**About this task**
For this exercise, output the entries below exactly from the line that holds "TARGET = blue sky" to the line that holds "TASK = identify one point per instance of the goal net", both ends included. No pictures belong in the copy.

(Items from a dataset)
+ + + +
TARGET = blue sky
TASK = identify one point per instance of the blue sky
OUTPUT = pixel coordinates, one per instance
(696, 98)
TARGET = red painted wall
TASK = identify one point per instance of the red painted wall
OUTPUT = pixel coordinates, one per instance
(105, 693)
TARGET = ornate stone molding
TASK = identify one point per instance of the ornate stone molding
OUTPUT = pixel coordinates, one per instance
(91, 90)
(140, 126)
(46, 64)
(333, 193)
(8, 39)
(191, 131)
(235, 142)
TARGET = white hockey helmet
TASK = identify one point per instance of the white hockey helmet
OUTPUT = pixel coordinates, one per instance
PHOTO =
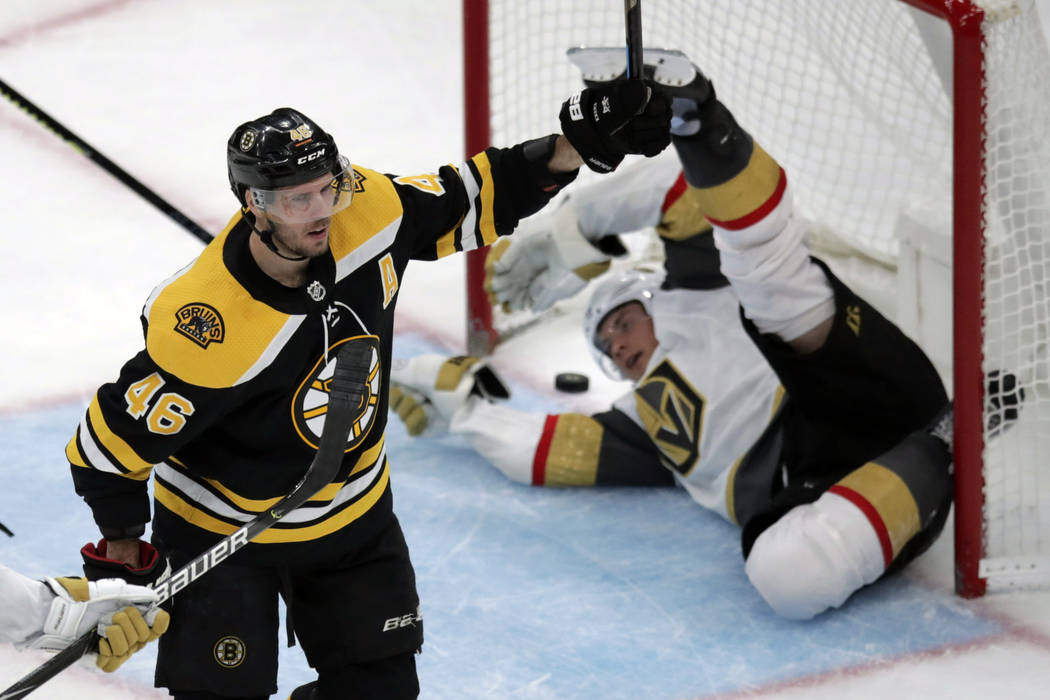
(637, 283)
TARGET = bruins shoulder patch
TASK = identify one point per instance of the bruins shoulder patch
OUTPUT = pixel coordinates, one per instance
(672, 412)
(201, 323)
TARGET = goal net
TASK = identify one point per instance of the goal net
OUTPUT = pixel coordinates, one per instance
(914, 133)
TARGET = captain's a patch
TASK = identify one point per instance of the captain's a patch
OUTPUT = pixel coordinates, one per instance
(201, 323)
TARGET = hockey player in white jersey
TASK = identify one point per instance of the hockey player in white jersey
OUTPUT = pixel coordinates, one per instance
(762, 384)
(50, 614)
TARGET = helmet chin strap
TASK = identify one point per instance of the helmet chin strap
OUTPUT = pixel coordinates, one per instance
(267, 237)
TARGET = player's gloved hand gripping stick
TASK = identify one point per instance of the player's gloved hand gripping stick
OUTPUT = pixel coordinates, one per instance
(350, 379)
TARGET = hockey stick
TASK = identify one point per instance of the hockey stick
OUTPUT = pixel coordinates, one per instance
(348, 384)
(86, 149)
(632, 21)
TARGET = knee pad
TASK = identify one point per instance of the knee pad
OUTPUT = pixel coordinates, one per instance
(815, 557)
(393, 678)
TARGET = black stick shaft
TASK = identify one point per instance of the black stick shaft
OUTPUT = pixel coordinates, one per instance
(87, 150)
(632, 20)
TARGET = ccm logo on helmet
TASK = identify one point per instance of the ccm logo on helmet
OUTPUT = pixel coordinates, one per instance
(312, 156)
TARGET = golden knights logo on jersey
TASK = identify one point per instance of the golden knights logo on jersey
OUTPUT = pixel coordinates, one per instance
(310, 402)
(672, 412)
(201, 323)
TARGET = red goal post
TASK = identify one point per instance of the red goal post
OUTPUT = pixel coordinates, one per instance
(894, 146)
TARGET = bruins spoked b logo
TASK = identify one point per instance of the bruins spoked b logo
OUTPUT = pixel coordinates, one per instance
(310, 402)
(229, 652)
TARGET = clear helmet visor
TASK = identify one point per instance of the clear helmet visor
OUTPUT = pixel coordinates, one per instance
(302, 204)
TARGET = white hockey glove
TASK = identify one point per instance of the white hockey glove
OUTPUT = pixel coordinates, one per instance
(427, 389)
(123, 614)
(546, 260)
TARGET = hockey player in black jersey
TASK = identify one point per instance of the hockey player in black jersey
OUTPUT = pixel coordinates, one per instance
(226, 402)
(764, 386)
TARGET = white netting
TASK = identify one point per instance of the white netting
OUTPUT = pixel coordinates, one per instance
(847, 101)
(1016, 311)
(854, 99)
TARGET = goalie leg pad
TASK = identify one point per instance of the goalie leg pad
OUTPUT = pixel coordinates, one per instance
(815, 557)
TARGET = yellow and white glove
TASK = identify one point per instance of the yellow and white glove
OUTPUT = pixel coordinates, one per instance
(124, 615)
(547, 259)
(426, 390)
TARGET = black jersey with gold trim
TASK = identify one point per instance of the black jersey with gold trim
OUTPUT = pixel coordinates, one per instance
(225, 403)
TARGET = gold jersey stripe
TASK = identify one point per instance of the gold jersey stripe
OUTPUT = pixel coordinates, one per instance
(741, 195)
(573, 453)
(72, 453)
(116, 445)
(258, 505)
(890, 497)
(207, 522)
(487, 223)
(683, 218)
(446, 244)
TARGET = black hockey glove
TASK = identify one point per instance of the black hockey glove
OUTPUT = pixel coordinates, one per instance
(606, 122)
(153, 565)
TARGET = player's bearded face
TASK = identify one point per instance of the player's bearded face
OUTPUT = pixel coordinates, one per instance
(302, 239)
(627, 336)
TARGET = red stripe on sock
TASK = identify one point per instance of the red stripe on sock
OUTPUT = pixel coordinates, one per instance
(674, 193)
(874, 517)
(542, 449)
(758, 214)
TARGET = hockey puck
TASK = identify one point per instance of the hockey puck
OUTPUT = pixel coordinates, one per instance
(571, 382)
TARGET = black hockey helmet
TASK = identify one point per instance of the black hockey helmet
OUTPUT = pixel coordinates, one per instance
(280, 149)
+ + + +
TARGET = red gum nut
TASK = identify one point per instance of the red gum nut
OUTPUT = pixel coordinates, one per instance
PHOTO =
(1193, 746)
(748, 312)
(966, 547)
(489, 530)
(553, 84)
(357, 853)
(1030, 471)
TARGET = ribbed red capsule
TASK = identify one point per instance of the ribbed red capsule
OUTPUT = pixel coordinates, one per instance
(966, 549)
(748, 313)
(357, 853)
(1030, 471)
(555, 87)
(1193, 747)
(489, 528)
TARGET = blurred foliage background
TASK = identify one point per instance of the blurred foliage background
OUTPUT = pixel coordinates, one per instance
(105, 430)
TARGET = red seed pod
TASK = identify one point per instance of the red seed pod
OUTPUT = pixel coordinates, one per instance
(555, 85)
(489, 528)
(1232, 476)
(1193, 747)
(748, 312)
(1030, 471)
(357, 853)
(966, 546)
+ + + +
**Problem solution**
TARGET = blue sky
TASK = identify one point per instance of the blue sky
OUTPUT = pixel coordinates, one per instance
(696, 98)
TARGET = red painted wall
TASK = identify one point per instance of the red painted wall
OUTPUT = pixel coordinates, one per instance
(105, 693)
TARGET = ornate stone molding
TASK = identify one point per instance of the ornate stone molding
OUTPUT = pixel coordinates, one per instance
(91, 90)
(140, 126)
(46, 64)
(333, 193)
(8, 39)
(191, 131)
(235, 142)
TARGET = white hockey helmet
TASK = identify one point per instance of the white hockey helmet
OUTPUT = pixel coordinates, one per instance
PHOTO =
(637, 283)
TARGET = bruins shoulder patch
TASK = identify one point per instance of the bruins shoulder patch
OUTPUT = pixel coordinates, one per instance
(672, 412)
(201, 323)
TARGET = goal net
TASK = identify one point per instance of the goal net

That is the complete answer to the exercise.